TASK TO CARRY OUT:
Copy every one of the rows below word for word, but leave out the pictures.
>> begin DATA FOR THIS TASK
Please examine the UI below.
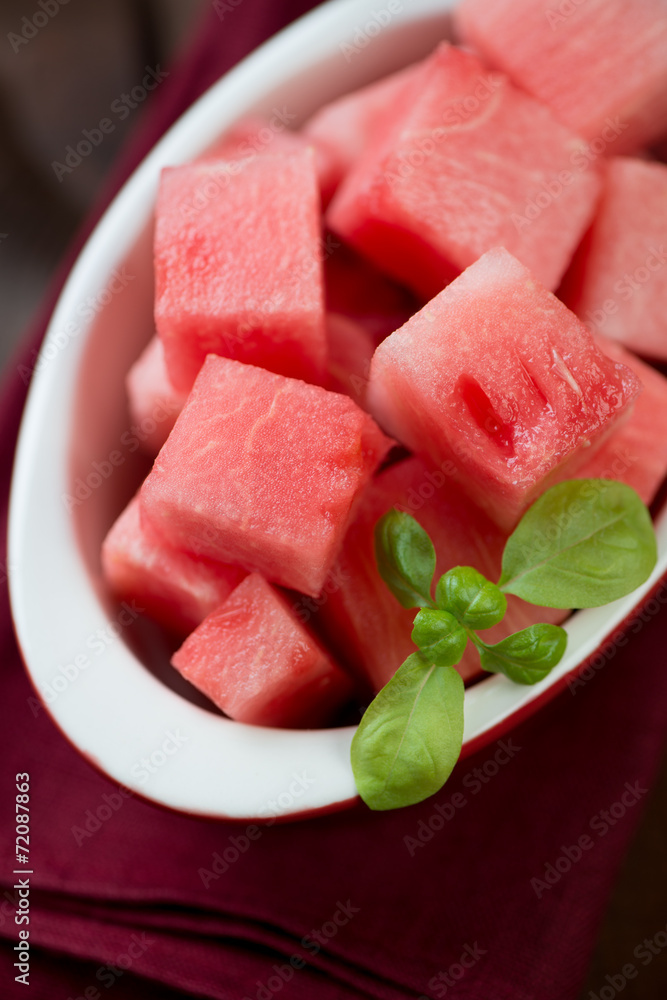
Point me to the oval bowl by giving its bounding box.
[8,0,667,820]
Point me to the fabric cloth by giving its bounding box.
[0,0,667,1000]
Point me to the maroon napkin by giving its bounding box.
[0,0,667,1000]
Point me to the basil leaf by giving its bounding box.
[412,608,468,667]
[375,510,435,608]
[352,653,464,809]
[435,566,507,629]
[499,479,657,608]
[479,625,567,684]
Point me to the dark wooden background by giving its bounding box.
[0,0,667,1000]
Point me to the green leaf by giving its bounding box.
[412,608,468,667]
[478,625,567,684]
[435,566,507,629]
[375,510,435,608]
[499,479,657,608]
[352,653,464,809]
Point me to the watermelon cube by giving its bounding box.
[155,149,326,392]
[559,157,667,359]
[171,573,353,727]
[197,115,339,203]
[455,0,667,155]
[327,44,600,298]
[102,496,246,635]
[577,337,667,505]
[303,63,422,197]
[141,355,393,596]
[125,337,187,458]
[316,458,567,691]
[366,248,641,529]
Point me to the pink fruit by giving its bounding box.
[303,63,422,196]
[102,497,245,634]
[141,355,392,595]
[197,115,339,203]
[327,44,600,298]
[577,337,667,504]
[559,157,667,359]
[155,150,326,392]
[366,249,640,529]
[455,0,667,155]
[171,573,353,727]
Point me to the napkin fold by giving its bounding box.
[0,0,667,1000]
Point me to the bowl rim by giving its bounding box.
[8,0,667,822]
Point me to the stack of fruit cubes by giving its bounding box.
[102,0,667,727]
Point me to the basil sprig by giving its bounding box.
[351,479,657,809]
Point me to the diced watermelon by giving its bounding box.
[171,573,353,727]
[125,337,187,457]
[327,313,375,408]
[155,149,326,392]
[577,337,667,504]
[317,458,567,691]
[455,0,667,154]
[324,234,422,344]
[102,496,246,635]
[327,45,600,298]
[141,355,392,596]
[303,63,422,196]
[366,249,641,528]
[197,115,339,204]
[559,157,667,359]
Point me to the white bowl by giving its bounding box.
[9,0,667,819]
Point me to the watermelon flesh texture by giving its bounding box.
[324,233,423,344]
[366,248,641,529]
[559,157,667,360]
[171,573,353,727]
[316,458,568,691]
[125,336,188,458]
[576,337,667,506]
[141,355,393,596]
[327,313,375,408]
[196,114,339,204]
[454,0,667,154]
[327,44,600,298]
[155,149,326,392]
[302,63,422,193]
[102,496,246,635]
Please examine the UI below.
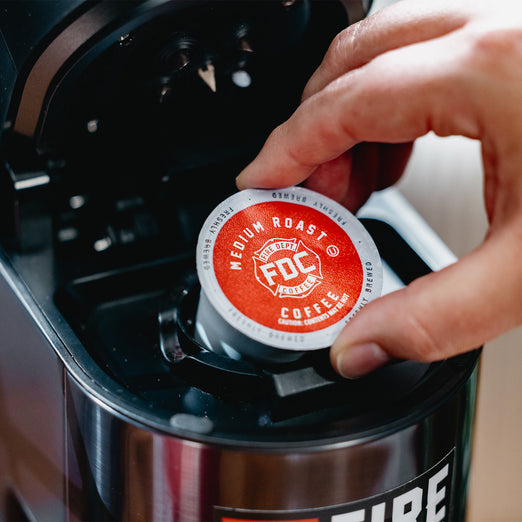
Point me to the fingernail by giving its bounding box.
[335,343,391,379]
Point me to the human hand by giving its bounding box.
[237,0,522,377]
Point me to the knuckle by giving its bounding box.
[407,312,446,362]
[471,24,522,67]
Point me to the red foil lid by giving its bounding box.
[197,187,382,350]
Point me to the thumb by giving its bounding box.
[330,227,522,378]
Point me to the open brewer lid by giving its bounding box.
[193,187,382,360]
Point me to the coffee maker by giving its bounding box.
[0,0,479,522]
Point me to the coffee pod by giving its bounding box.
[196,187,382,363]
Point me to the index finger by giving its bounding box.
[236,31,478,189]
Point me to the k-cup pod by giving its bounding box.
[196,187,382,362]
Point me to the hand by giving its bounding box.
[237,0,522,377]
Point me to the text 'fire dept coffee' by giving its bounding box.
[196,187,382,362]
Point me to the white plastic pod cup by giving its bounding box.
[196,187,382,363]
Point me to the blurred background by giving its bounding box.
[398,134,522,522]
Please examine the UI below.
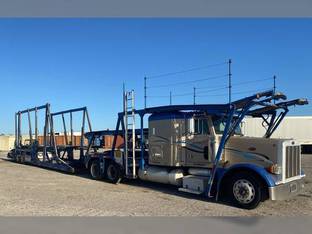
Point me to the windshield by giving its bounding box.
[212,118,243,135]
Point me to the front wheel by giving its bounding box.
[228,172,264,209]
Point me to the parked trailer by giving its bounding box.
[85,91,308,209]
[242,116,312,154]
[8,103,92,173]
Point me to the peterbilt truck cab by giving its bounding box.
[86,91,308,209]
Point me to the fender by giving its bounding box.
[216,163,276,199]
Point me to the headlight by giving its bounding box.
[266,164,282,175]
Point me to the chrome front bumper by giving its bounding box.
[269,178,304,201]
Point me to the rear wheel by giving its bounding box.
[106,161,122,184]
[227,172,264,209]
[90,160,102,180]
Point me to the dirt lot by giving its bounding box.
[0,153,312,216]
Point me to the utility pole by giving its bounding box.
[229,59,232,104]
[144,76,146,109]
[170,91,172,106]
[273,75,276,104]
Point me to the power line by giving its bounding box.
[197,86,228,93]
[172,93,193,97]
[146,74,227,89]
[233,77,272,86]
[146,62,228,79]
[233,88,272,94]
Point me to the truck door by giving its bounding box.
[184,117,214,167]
>> end DATA FOR THIS TASK
FULL OUTPUT:
Please examine the UI below.
Point me to the oval bowl by giving its bounding box.
[8,0,667,820]
Point me to the fabric cloth by giving its bounding box.
[0,0,667,1000]
Point me to the maroon napkin by giving its bounding box.
[0,0,667,1000]
Point me to the basil leaf by giving its bounding box.
[412,608,468,667]
[375,510,435,608]
[352,653,464,809]
[435,566,507,629]
[499,479,657,608]
[479,625,567,684]
Point me to the dark wooden background by giving its bounding box.
[0,0,667,1000]
Point me to the green leaf by giving its bounding box.
[412,608,468,667]
[478,625,567,684]
[435,566,507,629]
[375,510,435,608]
[499,479,657,608]
[352,653,464,809]
Point me to the watermelon cube by giving its bounding box.
[155,149,326,392]
[559,157,667,359]
[171,573,353,727]
[197,115,339,203]
[455,0,667,155]
[327,44,600,298]
[102,496,246,635]
[577,337,667,505]
[303,63,422,197]
[141,355,393,596]
[125,337,187,458]
[316,458,567,691]
[366,248,641,529]
Point me to the pink fruit by giving its bounding box.
[303,63,422,196]
[102,497,245,634]
[141,355,392,595]
[197,115,339,203]
[327,44,600,298]
[577,337,667,504]
[559,157,667,359]
[155,150,326,392]
[366,249,640,529]
[455,0,667,155]
[171,573,353,727]
Point me to the napkin fold by giving its bounding box.
[0,0,667,1000]
Point me to the bowl rim by giving its bounding box.
[8,0,667,822]
Point me to the stack of fruit cubes by giving its bounding box.
[102,0,667,727]
Point me to the basil sprig by giving its bounding box.
[351,479,657,809]
Point me to the diced watermelon by giving its bounding box.
[171,573,353,727]
[125,337,187,457]
[327,313,375,408]
[155,149,326,392]
[577,337,667,504]
[317,458,567,691]
[455,0,667,154]
[324,234,422,344]
[102,496,246,635]
[327,45,600,298]
[141,355,392,596]
[303,63,422,196]
[366,249,641,528]
[197,115,339,204]
[559,157,667,359]
Point me to the white bowl by giving its bounding box.
[9,0,667,819]
Point me to the watermelon flesh texture by giving its bounding box.
[324,233,423,344]
[366,248,641,529]
[559,157,667,360]
[171,573,353,727]
[316,458,568,691]
[125,336,188,458]
[576,337,667,506]
[141,355,393,596]
[327,313,375,408]
[196,114,339,204]
[454,0,667,154]
[327,44,600,298]
[155,149,326,392]
[302,63,422,193]
[102,496,246,635]
Please examine the UI below.
Point me to the fingernail by giving its bounding box.
[335,343,391,379]
Point me to the human hand by giving its bounding box.
[237,0,522,377]
Point me to the knuckle by giving its bounding box.
[407,312,446,362]
[471,24,522,67]
Point me to the red foil lid by giving its bounding box.
[197,187,382,350]
Point me to the thumb by giving its bounding box.
[330,227,522,378]
Point me to the open brewer lid by giving its bounding box.
[193,187,382,360]
Point me to the coffee maker by giving its bounding box.
[0,0,479,522]
Point me to the coffee pod by giving its bounding box.
[196,187,382,363]
Point me to the index finger by giving its bounding box.
[236,31,478,189]
Point me to the k-cup pod by giving its bounding box.
[196,187,382,362]
Point me to the hand by giving its bounding box.
[237,0,522,377]
Point me to the text 'fire dept coffee' by giving its bounding box.
[196,187,382,362]
Point me to the white plastic pod cup by giving its bounding box.
[196,187,382,363]
Point me to the blurred background by giving its bounding box.
[398,134,522,522]
Please examine the UI below.
Point me to the windshield by giving its bounding box.
[212,118,243,135]
Point me to the front wheel by giving its bounding box.
[228,172,264,209]
Point me to the parked trailer by giving its bounding box.
[85,91,308,209]
[242,116,312,154]
[8,103,92,173]
Point me to the peterbilt truck cab by giving its bounding box.
[86,91,308,209]
Point me to the fender by giving its bounding box.
[216,163,276,199]
Point me to the headlight by giving its bounding box.
[266,164,282,175]
Point me to the chrome front bumper by giving its bounding box.
[269,178,304,201]
Point me to the rear wheel by giving its bounding box.
[106,161,122,184]
[227,172,264,209]
[90,160,102,180]
Point me to the dirt lot by giving its bounding box.
[0,153,312,216]
Point me to the utility pole by giving its bounding box.
[229,59,232,104]
[144,76,146,109]
[170,91,172,106]
[273,75,276,104]
Point me to the power line by giving its bounding box.
[197,86,228,93]
[172,93,193,97]
[146,74,227,89]
[233,77,272,86]
[146,62,228,79]
[233,88,272,94]
Point me to the truck door by giving its bounding box.
[184,117,214,167]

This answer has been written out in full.